**Task brief:** Could you convert the lines of the records below into a Markdown table with the columns "Row" and "Line", numbering each row and skipping blank lines? Leave the pictures out of your answer.
-- START OF Dataset excerpts --
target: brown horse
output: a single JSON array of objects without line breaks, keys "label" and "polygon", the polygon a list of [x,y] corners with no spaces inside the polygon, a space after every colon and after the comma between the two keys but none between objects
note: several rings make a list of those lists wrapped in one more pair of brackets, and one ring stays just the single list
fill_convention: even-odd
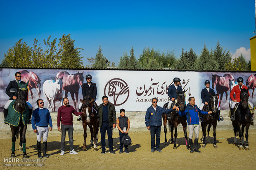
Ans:
[{"label": "brown horse", "polygon": [[31,89],[35,88],[36,89],[37,94],[39,95],[41,94],[41,79],[33,71],[28,72],[27,70],[20,70],[19,71],[21,74],[21,81],[26,82],[28,80],[28,90],[30,91],[31,99],[33,99],[33,93]]},{"label": "brown horse", "polygon": [[246,86],[248,86],[249,89],[252,89],[251,98],[253,98],[254,89],[256,88],[256,74],[254,74],[254,76],[253,74],[250,76],[245,82],[246,83]]},{"label": "brown horse", "polygon": [[85,96],[83,100],[80,99],[80,101],[83,103],[82,106],[82,111],[84,113],[82,114],[82,121],[83,121],[83,147],[82,149],[83,151],[85,151],[86,148],[86,138],[87,133],[86,133],[86,127],[89,126],[90,131],[91,133],[91,145],[92,145],[92,143],[94,141],[94,151],[97,151],[97,144],[98,142],[98,132],[99,132],[99,125],[100,122],[98,118],[95,116],[96,108],[92,107],[92,102],[94,101],[94,99],[92,99],[89,96]]},{"label": "brown horse", "polygon": [[[62,89],[65,91],[65,96],[68,97],[68,93],[69,92],[70,93],[75,109],[76,108],[76,103],[78,102],[79,85],[81,88],[83,83],[83,72],[79,73],[78,71],[77,73],[70,75],[69,73],[67,71],[60,71],[56,75],[56,80],[58,78],[63,77]],[[75,101],[74,94],[76,95],[76,101]]]},{"label": "brown horse", "polygon": [[[178,93],[178,92],[177,92]],[[178,102],[176,103],[176,106],[178,106],[180,111],[183,111],[185,110],[186,105],[185,105],[185,95],[184,95],[184,92],[183,92],[181,94],[178,94],[177,95]],[[168,106],[168,103],[165,103],[163,108],[166,108]],[[172,118],[171,121],[168,121],[168,125],[169,126],[169,130],[171,132],[171,143],[173,143],[174,146],[173,149],[177,149],[176,144],[177,144],[177,136],[178,136],[178,133],[177,131],[178,125],[180,123],[182,125],[183,127],[183,130],[184,133],[184,136],[186,140],[186,146],[188,149],[190,148],[188,142],[188,139],[187,138],[187,117],[186,115],[182,117],[180,116],[176,110],[173,110],[172,113]],[[165,145],[167,145],[167,140],[166,139],[166,133],[167,132],[167,129],[166,128],[166,122],[167,119],[166,115],[163,114],[162,115],[163,120],[164,120],[164,134],[165,135],[165,140],[164,140]],[[175,129],[174,133],[174,141],[173,137],[173,127]]]},{"label": "brown horse", "polygon": [[225,92],[226,94],[226,100],[228,99],[228,92],[230,90],[230,80],[234,80],[234,77],[230,74],[225,74],[222,76],[220,76],[215,74],[211,74],[213,85],[212,88],[214,89],[216,86],[217,93],[219,94],[220,96],[220,104],[223,97],[223,94]]}]

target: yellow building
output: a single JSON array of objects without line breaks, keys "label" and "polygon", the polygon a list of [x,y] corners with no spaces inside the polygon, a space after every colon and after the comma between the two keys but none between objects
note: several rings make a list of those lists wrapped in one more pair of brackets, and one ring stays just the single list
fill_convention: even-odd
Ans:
-- END OF Dataset excerpts --
**Result of this exercise:**
| Row | Line |
|---|---|
| 1 | target: brown horse |
| 2 | output: a single JSON array of objects without line breaks, keys "label" and "polygon", the polygon a list of [x,y] corners with no spaces inside the polygon, a space after every colon and after the comma between the two keys but none between objects |
| 3 | note: several rings make a list of those lists wrapped in one more pair of brackets, and one ring stays just the single list |
| 4 | fill_convention: even-odd |
| 5 | Ans: |
| 6 | [{"label": "brown horse", "polygon": [[31,89],[35,88],[36,89],[37,94],[39,95],[41,94],[41,79],[33,71],[28,72],[27,70],[20,70],[19,71],[21,74],[21,81],[26,82],[28,80],[28,90],[30,91],[31,99],[33,99],[33,93]]},{"label": "brown horse", "polygon": [[246,86],[248,86],[249,89],[252,89],[251,98],[253,98],[254,89],[256,88],[256,74],[254,74],[254,76],[253,74],[250,76],[245,82],[246,83]]},{"label": "brown horse", "polygon": [[85,96],[83,100],[80,99],[80,101],[83,103],[82,106],[82,111],[84,113],[82,114],[82,121],[83,121],[83,147],[82,149],[83,151],[85,151],[86,148],[86,138],[87,133],[86,133],[86,127],[89,126],[90,131],[91,133],[91,145],[92,145],[92,143],[94,141],[94,151],[97,151],[97,144],[98,142],[98,132],[99,132],[99,125],[100,122],[98,118],[95,116],[96,108],[92,107],[92,102],[94,101],[94,99],[92,99],[89,96]]},{"label": "brown horse", "polygon": [[[62,89],[65,91],[65,96],[68,97],[68,93],[69,92],[70,93],[75,109],[76,108],[76,103],[78,102],[79,85],[81,88],[83,83],[83,72],[79,73],[78,71],[77,73],[70,75],[69,73],[67,71],[60,71],[56,75],[56,80],[58,78],[63,77]],[[75,101],[74,94],[76,95],[76,101]]]},{"label": "brown horse", "polygon": [[[178,93],[178,92],[177,92]],[[178,102],[176,103],[176,106],[178,106],[180,111],[183,111],[185,110],[186,105],[185,105],[185,95],[184,95],[184,92],[183,92],[181,94],[178,94],[177,95]],[[168,106],[168,103],[165,103],[163,108],[166,108]],[[172,118],[171,121],[168,121],[168,125],[169,126],[169,130],[171,132],[171,143],[173,143],[174,146],[173,149],[177,149],[176,144],[177,144],[177,136],[178,136],[178,133],[177,131],[178,125],[180,123],[182,125],[183,127],[183,130],[184,133],[184,136],[186,140],[186,146],[188,149],[190,148],[188,142],[188,139],[187,138],[187,117],[186,115],[182,117],[180,116],[176,110],[173,110],[172,113]],[[165,145],[167,145],[167,140],[166,139],[166,133],[167,132],[167,129],[166,128],[166,122],[167,119],[166,115],[163,114],[162,115],[163,120],[164,120],[164,134],[165,135],[165,140],[164,140]],[[175,129],[174,133],[174,141],[173,137],[173,127]]]},{"label": "brown horse", "polygon": [[225,92],[226,94],[226,100],[228,99],[228,92],[230,90],[230,80],[234,80],[234,77],[230,74],[225,74],[222,76],[220,76],[215,74],[211,74],[213,85],[212,88],[214,89],[216,86],[217,93],[219,94],[220,96],[220,104],[223,97],[223,94]]}] |
| 7 | target: yellow building |
| 8 | output: a single JSON array of objects without line breaks, keys "label" and "polygon", the polygon a list of [x,y] corners with no spaces inside the polygon, a space after every colon and after the comma between the two keys but none between objects |
| 9 | note: several rings make a list of those lists wrapped in one more pair of brackets, and one ring stays just the single list |
| 10 | fill_convention: even-odd |
| 11 | Ans: |